### ENTRIES SUPPLIED:
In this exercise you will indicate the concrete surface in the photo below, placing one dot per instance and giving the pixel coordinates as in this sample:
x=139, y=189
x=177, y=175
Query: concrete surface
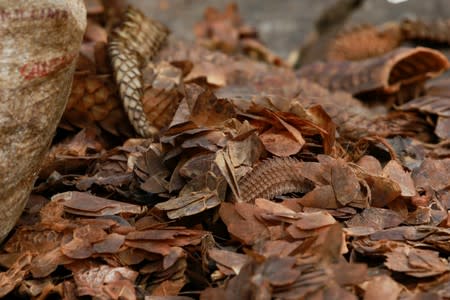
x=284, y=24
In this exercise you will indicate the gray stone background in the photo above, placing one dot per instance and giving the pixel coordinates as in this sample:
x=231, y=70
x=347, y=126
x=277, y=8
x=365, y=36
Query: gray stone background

---

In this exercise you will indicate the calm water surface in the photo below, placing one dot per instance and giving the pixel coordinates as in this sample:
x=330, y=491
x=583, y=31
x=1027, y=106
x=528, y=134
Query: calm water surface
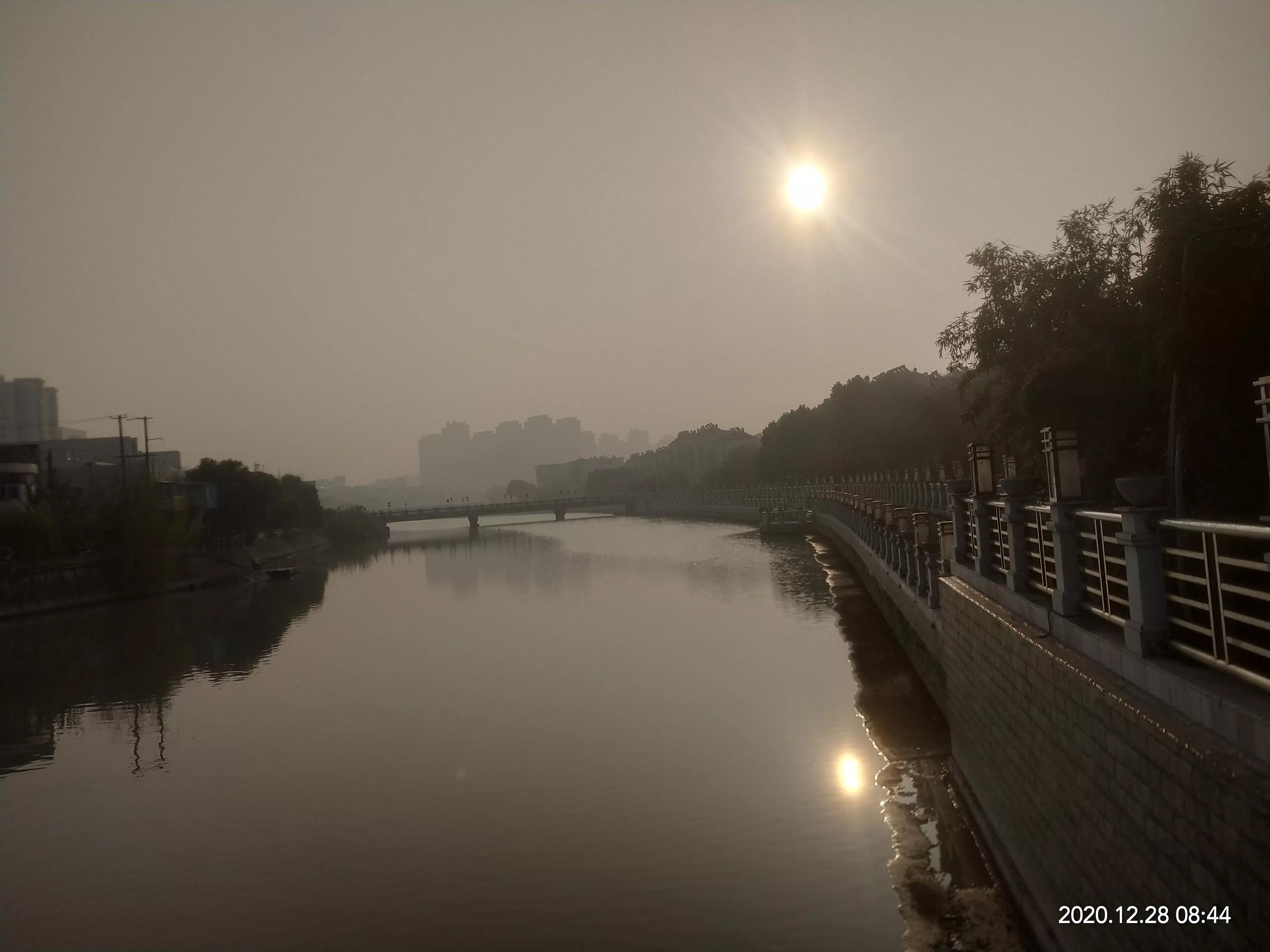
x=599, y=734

### STATED EXERCISE:
Please rescale the items from the line containing "In this exercise you will indicate the calm" through the line containing "x=599, y=734", both included, and write them out again with their requests and sample coordinates unchanged. Multiply only the answer coordinates by 0.65, round them to whole numbers with halves going up, and leave out the pictures.

### EXERCISE RESPONSE:
In this exercise you will indicate the calm water surface in the photo below, placing one dot per instance and giving the pixel coordinates as in this sample:
x=330, y=491
x=583, y=31
x=1027, y=106
x=528, y=134
Query: calm water surface
x=389, y=477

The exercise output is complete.